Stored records
================================
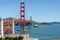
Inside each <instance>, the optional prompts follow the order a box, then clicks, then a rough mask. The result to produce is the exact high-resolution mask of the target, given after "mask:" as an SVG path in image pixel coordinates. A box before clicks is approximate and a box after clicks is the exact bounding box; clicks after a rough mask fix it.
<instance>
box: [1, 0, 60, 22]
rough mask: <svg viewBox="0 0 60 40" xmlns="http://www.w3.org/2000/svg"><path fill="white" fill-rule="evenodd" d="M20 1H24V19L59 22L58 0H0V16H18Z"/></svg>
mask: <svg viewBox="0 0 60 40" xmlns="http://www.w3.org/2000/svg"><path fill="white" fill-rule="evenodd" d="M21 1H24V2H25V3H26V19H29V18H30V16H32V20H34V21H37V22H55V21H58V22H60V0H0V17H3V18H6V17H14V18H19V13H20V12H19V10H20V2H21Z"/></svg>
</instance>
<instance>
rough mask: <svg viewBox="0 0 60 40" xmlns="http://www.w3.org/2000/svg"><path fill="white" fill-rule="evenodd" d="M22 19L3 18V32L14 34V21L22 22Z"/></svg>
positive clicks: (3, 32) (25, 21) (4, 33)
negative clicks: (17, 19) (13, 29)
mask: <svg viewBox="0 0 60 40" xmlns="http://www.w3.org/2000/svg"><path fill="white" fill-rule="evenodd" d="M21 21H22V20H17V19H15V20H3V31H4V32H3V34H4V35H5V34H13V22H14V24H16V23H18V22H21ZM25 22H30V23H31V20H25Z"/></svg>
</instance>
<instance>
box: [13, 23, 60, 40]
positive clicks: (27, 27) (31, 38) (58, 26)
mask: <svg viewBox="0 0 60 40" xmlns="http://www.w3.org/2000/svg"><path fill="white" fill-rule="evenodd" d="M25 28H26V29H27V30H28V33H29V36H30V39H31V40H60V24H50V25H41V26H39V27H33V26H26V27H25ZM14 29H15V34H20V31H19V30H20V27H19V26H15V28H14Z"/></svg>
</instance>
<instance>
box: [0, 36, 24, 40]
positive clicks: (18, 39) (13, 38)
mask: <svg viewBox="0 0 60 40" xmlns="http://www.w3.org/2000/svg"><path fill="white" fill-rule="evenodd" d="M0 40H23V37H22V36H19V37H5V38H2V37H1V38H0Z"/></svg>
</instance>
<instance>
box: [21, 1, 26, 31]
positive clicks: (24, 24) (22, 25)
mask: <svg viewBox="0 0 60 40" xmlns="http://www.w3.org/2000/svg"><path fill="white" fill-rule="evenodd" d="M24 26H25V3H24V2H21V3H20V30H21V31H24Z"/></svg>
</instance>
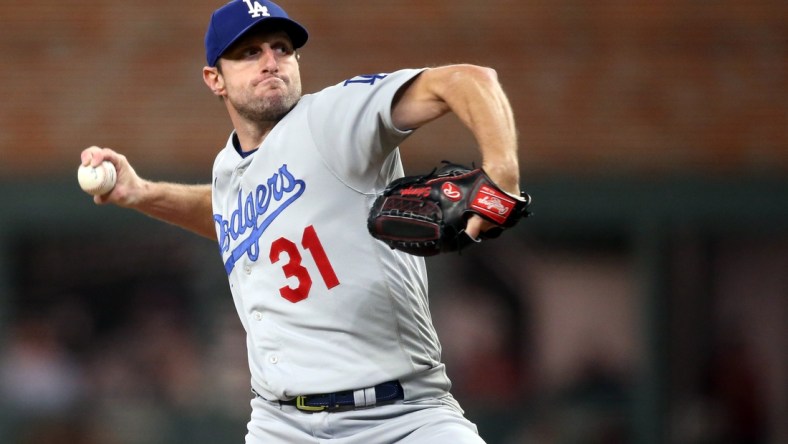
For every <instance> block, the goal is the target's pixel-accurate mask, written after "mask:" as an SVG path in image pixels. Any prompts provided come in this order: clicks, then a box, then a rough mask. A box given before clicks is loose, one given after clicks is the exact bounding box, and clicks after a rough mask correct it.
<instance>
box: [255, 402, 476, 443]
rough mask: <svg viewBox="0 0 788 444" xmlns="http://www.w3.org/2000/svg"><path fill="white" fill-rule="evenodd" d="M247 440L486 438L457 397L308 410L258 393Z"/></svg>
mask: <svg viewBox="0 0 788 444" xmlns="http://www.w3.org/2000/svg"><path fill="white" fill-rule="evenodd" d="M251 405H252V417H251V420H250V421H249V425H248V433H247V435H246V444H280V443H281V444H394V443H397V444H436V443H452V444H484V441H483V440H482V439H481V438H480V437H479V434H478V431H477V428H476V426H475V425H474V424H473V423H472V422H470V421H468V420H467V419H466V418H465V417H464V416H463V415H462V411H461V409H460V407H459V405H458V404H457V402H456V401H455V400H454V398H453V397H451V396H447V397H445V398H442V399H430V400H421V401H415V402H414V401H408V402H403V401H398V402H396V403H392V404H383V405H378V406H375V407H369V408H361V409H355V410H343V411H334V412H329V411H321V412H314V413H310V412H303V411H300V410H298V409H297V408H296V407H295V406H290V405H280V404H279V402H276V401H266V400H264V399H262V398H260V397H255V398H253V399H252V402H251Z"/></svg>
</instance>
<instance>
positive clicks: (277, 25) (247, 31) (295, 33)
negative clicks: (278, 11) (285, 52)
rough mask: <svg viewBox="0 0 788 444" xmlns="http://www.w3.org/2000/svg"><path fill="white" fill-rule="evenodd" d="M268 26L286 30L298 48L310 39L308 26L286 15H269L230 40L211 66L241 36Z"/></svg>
================================
Copy out word for word everything from the start of the entries down through the line that contains "positive clicks: (3, 32) (25, 21) (4, 33)", leaving out the pictures.

• OUTPUT FOR THIS TASK:
Inside each <instance>, the optional prompts follow the order a box, then clicks, then a rough mask. The result to produce is the exact high-resolution mask of the target, given after "mask:" as an SVG path in image pixel coordinates. A box before clicks is approximate and a box after clicks is the exact bounding box; clicks after a rough mask fix it.
<instance>
box: [1, 0, 60, 22]
rough mask: <svg viewBox="0 0 60 40" xmlns="http://www.w3.org/2000/svg"><path fill="white" fill-rule="evenodd" d="M20 1H24V19L59 22L58 0H0V16H18Z"/></svg>
mask: <svg viewBox="0 0 60 40" xmlns="http://www.w3.org/2000/svg"><path fill="white" fill-rule="evenodd" d="M21 1H24V2H25V3H26V19H29V18H30V16H32V20H34V21H37V22H55V21H58V22H60V0H0V17H3V18H6V17H14V18H19V13H20V12H19V10H20V2H21Z"/></svg>
</instance>
<instance>
rough mask: <svg viewBox="0 0 60 40" xmlns="http://www.w3.org/2000/svg"><path fill="white" fill-rule="evenodd" d="M22 19L3 18V32L14 34V21L22 22Z"/></svg>
positive clicks: (3, 32) (25, 21) (4, 33)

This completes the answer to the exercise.